▶ [Stored data entries]:
┄┄┄┄┄┄

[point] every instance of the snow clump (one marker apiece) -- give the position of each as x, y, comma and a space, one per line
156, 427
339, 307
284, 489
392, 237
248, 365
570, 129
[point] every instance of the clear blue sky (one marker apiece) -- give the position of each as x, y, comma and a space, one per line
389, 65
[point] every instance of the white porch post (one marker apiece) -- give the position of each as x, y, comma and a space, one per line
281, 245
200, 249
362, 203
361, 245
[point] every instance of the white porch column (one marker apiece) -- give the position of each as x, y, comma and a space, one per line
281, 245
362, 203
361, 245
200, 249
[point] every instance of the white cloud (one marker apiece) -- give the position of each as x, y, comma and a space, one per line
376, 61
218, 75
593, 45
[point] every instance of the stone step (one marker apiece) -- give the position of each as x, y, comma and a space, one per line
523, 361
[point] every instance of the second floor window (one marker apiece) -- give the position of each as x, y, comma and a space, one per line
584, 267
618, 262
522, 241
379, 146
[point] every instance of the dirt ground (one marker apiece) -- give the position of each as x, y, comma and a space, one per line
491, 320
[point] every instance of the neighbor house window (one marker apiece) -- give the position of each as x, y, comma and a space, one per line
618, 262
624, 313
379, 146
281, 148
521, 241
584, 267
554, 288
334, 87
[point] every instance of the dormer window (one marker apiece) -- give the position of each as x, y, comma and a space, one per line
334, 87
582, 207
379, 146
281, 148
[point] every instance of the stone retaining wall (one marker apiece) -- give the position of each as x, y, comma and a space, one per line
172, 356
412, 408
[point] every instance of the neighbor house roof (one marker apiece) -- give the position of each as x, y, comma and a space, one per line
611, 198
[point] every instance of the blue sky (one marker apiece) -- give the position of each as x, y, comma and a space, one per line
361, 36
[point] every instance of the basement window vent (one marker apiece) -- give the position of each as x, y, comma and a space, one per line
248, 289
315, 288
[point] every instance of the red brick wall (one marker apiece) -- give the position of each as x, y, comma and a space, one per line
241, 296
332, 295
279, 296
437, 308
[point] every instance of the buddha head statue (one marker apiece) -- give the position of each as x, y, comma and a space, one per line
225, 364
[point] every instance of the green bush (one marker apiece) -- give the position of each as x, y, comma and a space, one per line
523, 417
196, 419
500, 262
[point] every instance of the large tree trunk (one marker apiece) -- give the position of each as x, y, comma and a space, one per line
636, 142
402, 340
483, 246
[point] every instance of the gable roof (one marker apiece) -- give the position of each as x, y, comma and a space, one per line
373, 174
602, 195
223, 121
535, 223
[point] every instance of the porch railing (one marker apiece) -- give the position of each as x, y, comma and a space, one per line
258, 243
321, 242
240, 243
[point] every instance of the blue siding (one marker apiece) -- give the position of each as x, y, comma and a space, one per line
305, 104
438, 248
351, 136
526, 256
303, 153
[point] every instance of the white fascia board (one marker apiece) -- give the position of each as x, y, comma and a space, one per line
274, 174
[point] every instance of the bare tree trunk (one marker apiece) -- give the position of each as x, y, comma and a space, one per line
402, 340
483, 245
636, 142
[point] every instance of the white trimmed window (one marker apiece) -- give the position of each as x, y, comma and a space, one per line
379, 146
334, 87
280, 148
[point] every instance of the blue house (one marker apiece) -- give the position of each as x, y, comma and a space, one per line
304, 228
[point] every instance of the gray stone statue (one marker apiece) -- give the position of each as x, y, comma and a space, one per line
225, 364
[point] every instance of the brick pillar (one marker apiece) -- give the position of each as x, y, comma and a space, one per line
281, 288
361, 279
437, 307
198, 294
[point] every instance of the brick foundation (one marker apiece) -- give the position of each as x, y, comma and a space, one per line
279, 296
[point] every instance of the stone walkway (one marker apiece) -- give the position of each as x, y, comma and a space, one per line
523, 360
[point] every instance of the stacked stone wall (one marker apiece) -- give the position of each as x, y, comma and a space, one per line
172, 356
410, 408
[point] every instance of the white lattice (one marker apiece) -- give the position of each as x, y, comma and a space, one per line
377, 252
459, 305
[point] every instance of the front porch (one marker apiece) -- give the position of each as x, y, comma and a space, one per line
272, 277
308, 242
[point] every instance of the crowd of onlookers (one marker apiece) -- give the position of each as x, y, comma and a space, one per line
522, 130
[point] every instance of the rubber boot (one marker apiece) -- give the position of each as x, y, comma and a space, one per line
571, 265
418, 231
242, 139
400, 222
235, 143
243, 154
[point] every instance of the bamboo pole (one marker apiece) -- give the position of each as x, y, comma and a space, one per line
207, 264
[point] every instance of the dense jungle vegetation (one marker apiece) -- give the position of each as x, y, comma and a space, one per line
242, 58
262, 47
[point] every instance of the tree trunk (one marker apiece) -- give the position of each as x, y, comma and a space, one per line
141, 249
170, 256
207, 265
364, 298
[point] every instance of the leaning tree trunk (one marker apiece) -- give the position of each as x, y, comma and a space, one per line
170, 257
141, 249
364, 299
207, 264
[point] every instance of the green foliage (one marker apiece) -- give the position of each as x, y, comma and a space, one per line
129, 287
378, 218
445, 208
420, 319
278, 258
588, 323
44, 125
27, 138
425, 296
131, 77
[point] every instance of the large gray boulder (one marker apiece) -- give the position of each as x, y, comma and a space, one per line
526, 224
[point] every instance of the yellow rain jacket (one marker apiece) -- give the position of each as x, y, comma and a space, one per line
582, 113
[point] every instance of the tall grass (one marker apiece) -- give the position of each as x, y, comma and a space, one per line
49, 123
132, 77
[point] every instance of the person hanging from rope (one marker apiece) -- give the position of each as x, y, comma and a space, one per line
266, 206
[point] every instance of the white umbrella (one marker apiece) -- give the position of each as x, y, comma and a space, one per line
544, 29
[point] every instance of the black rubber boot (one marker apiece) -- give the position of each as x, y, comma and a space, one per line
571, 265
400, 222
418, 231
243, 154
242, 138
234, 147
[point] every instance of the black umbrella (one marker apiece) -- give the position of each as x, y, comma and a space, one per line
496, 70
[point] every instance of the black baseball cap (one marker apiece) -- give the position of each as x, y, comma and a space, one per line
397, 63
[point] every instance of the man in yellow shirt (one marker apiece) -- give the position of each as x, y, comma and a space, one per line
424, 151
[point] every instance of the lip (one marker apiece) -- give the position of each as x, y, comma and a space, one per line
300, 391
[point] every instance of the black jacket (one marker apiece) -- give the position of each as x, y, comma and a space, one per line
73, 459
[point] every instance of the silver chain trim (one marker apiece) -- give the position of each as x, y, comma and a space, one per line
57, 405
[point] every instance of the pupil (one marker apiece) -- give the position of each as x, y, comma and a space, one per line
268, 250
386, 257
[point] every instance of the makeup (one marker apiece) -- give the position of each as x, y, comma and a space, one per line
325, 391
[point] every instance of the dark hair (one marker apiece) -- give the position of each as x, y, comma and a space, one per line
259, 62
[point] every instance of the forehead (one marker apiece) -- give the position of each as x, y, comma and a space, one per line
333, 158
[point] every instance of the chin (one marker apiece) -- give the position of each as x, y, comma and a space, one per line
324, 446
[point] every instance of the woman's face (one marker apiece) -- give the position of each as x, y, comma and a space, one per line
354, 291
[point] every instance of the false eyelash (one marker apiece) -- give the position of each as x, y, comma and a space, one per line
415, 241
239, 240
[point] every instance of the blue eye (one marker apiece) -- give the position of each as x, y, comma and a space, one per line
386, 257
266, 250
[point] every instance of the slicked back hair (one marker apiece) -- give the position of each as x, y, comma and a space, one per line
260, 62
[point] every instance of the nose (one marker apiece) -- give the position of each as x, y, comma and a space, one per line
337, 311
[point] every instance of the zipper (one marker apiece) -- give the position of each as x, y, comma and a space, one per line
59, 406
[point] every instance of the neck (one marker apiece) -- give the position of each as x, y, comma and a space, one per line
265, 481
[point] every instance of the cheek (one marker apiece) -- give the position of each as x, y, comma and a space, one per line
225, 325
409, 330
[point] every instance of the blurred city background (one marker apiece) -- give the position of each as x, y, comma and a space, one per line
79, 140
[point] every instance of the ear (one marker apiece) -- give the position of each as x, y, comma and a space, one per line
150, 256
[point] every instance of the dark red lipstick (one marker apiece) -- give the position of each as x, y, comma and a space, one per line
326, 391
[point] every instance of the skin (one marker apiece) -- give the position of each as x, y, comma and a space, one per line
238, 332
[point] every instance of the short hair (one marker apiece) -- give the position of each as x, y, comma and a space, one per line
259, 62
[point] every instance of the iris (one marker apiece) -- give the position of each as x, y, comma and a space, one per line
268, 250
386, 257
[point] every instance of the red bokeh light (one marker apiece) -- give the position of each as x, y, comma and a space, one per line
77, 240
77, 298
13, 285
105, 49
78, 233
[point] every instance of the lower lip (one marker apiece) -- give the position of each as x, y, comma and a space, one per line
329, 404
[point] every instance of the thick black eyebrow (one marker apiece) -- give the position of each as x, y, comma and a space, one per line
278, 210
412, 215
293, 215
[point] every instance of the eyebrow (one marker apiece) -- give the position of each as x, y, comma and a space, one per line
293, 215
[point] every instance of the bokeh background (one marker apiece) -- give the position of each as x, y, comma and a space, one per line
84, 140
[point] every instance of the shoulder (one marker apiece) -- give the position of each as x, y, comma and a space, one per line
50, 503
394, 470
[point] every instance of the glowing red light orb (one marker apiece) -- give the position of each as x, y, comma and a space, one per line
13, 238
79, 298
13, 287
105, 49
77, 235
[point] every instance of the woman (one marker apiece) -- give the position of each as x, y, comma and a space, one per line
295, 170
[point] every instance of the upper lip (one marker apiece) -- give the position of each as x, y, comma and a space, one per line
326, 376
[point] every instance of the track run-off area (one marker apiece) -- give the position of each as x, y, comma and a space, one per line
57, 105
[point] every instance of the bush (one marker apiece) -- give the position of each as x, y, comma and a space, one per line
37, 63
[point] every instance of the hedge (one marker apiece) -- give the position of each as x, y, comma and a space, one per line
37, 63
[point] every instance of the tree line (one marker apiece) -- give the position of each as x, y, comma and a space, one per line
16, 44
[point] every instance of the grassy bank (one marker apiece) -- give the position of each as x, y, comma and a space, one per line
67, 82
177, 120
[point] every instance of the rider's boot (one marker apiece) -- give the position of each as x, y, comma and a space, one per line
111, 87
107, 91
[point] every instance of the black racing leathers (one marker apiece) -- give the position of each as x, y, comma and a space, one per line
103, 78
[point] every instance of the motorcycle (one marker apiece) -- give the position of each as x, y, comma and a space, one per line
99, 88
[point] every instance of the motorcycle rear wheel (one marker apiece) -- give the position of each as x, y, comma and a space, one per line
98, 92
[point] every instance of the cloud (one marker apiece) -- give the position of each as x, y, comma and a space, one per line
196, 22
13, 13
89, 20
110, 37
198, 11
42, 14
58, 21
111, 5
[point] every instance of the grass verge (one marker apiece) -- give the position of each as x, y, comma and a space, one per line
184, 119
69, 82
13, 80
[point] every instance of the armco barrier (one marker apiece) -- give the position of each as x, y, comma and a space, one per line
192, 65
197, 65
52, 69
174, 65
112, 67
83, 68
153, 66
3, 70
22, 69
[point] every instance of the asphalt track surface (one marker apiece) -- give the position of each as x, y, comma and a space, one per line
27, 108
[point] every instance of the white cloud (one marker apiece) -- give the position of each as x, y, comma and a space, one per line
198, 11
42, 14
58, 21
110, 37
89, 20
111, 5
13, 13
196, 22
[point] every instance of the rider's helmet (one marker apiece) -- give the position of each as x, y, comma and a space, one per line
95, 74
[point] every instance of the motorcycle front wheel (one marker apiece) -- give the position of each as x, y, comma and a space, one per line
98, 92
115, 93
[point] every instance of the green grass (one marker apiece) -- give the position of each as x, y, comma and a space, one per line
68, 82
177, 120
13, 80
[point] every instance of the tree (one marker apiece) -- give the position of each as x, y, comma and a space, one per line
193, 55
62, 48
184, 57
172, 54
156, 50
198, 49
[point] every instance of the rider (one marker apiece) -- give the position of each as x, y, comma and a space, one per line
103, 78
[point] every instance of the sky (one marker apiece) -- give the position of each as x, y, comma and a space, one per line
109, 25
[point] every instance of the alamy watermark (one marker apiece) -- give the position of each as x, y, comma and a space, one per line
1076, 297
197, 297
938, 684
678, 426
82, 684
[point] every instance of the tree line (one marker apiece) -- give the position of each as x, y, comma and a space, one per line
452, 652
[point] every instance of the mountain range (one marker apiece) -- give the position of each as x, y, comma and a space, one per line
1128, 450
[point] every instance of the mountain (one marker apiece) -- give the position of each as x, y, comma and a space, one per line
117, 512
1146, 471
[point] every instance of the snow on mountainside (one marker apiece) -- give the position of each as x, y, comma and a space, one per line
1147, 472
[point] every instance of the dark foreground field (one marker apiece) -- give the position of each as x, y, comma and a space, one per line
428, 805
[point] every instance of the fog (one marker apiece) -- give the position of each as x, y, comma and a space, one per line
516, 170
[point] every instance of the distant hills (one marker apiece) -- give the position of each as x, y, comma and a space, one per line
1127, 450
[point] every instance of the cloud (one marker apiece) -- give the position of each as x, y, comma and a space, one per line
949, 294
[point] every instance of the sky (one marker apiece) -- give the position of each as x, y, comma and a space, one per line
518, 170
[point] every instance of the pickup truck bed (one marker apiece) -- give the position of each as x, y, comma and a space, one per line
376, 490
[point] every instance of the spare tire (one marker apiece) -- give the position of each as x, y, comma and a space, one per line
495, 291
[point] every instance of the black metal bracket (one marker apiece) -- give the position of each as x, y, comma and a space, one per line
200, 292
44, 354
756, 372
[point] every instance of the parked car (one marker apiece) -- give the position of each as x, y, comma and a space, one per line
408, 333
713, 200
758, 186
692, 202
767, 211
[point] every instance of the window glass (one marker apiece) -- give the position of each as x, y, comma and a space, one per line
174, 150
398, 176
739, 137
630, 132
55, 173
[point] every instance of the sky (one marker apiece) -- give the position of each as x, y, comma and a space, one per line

┄┄┄┄┄┄

▶ [Required task]: Set down, word for word, every line from the line that holds "[point] every instance of the spare" to the end of the entries above, including both ends.

▶ [Response to this task]:
[point] every instance of the spare tire (one marker apiece) -- give the position of each as x, y, comma and a space, one per line
495, 291
[point] every instance of the black metal bracket (one marker apiece) -- give the position of each as x, y, comma and a space, one per line
200, 292
44, 354
756, 372
[point] every instance of the parked car (one marker apiece) -- give the position of each as x, y, comma and a space, one per line
408, 333
713, 200
758, 186
692, 202
767, 211
[point] every instance of the window glass (one marker apiece) -- give the position of each as x, y, comma and a space, one per line
174, 150
398, 176
739, 137
630, 132
55, 173
[point] every instance of the sky (one marker apiece) -- give the position of each as x, y, comma and a space, one per line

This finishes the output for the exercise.